- _Required action_
Of the records that follow, copy only the lines from the line containing "Target: bare tree" to the line containing "Target: black triangular nose", both included, exactly as written.

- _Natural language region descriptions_

***

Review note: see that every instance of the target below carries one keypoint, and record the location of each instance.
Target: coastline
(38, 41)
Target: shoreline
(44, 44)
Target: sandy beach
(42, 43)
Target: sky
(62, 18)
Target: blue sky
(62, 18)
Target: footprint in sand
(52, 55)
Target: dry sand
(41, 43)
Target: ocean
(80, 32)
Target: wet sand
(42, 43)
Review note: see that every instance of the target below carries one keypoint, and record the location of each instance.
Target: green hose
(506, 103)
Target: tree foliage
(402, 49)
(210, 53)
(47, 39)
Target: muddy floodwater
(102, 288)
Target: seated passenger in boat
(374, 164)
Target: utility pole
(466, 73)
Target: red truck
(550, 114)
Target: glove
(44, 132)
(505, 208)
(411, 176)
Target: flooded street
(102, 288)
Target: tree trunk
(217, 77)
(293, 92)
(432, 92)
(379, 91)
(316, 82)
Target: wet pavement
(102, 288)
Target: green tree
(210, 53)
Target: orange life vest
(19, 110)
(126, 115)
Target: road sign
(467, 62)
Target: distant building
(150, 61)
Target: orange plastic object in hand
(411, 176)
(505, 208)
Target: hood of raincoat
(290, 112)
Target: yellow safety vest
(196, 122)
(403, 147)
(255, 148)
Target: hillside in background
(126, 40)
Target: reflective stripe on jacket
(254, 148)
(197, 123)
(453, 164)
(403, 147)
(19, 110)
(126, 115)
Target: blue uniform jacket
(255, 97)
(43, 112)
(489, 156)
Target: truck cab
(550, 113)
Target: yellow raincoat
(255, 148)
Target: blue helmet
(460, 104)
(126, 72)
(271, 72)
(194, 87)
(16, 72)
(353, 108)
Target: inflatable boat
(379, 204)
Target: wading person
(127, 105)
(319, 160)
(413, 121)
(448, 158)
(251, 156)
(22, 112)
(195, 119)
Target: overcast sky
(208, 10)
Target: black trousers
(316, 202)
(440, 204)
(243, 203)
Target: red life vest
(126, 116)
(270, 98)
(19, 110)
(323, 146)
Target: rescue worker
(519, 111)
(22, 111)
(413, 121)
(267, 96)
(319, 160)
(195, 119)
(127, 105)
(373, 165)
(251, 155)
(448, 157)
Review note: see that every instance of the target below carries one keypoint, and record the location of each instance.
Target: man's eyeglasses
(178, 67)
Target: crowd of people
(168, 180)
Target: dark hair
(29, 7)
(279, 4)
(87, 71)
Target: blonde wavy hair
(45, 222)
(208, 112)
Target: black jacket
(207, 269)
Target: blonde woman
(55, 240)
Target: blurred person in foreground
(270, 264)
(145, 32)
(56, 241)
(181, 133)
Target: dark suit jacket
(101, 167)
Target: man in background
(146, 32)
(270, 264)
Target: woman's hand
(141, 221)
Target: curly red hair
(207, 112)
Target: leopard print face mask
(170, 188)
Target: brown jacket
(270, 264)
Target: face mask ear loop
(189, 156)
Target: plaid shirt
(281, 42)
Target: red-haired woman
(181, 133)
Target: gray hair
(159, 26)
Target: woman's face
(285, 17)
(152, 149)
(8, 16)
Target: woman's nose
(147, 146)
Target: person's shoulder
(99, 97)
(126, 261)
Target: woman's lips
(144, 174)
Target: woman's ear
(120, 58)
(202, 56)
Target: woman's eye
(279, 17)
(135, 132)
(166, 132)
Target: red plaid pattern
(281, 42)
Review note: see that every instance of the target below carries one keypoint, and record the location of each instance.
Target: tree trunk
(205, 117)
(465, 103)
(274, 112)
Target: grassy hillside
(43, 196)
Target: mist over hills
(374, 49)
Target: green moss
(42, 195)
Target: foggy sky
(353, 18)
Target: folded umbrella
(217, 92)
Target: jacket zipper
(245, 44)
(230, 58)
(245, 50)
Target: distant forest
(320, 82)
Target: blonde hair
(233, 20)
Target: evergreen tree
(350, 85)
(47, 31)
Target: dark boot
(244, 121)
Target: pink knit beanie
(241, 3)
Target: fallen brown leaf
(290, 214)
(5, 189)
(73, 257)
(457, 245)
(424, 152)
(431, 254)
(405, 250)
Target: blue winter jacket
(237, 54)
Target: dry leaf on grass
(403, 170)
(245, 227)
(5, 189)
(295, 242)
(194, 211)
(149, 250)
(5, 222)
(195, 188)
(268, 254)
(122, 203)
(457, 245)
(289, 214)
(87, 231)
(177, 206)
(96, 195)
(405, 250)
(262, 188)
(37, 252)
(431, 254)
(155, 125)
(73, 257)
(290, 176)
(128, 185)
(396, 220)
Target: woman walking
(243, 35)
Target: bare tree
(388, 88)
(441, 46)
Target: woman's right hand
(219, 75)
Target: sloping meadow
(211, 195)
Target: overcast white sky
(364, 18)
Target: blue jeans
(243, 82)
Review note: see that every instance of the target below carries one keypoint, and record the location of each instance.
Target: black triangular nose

***

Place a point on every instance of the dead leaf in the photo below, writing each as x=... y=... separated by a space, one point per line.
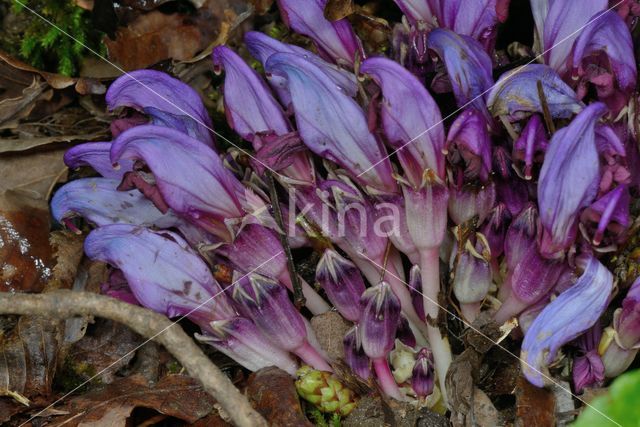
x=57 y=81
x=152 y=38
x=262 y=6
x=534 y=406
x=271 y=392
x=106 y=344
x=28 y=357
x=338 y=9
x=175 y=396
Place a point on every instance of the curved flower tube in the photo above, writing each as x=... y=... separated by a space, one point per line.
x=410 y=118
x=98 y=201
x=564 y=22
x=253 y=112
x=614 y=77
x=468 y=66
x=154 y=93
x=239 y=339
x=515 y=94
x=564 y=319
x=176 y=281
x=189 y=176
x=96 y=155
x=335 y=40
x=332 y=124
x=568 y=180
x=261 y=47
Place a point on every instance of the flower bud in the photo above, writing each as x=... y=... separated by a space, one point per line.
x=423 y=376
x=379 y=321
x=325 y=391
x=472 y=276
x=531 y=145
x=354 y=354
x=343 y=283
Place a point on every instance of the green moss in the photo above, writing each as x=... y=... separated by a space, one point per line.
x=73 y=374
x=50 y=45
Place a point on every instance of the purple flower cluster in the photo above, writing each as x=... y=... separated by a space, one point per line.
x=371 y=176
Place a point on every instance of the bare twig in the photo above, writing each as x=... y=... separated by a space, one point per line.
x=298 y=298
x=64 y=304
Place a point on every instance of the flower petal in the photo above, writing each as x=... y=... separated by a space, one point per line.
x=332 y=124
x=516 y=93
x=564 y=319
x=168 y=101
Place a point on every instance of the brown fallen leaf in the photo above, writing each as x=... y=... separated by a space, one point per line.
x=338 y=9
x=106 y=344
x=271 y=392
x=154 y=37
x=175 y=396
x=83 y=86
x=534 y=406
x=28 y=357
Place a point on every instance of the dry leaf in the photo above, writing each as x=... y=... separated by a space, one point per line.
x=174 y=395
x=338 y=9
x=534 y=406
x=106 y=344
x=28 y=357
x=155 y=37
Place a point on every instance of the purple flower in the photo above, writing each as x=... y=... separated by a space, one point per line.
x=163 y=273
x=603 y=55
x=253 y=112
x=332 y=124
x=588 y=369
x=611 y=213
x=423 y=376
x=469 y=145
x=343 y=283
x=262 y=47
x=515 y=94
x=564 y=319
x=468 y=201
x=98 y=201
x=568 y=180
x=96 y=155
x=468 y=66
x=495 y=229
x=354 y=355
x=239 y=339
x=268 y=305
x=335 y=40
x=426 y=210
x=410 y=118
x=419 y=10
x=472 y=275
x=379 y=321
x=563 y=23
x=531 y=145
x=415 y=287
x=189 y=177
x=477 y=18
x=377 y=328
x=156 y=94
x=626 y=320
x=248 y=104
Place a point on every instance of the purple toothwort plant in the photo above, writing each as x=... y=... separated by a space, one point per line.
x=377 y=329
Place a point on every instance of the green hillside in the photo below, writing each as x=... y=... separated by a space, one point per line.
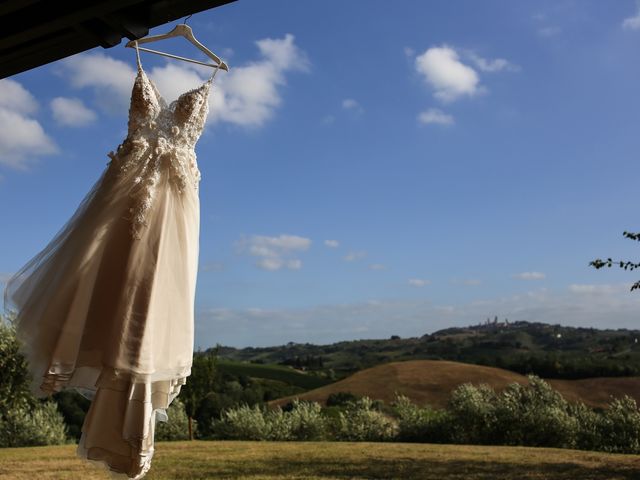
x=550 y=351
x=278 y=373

***

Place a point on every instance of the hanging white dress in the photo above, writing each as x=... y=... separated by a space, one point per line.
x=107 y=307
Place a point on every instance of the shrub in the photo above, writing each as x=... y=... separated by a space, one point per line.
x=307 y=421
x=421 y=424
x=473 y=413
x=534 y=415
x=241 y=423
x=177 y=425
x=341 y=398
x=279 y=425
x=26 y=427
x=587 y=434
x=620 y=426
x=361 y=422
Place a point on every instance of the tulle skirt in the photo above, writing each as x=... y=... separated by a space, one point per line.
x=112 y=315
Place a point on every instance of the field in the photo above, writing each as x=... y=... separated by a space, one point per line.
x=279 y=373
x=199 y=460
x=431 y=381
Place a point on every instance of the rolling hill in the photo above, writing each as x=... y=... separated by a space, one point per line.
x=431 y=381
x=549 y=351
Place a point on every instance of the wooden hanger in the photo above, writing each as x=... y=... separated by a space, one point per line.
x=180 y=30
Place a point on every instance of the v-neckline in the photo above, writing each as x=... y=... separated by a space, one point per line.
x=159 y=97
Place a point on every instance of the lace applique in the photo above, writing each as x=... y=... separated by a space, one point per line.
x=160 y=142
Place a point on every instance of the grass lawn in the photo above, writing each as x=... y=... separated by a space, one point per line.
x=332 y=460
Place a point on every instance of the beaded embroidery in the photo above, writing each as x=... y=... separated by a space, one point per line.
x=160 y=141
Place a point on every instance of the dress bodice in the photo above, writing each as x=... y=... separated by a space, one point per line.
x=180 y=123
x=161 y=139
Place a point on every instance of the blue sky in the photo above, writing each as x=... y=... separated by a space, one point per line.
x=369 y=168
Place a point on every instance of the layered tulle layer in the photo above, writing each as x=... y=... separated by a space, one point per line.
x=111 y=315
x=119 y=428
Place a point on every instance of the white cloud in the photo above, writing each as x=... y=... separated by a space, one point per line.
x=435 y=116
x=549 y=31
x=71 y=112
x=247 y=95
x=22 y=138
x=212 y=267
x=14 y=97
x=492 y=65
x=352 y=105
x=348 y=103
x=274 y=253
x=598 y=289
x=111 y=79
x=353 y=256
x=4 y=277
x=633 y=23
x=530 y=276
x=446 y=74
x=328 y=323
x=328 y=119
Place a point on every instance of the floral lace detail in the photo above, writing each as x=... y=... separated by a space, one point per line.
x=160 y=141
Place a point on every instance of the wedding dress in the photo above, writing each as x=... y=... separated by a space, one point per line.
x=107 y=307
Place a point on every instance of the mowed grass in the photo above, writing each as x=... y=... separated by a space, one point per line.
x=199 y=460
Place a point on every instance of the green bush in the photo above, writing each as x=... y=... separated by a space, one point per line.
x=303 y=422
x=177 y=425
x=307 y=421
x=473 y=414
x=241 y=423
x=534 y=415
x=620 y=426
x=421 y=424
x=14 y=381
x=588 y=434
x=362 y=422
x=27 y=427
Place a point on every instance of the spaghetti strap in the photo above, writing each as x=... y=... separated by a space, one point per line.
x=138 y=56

***

- _Result_
Target: bare tree
(388, 88)
(441, 46)
Target: woman's right hand
(219, 75)
Target: sloping meadow
(211, 195)
Target: overcast white sky
(364, 18)
Target: blue jeans
(243, 82)
Review note: see that every instance of the target below carries one keypoint, and record the location of each instance.
Target: black triangular nose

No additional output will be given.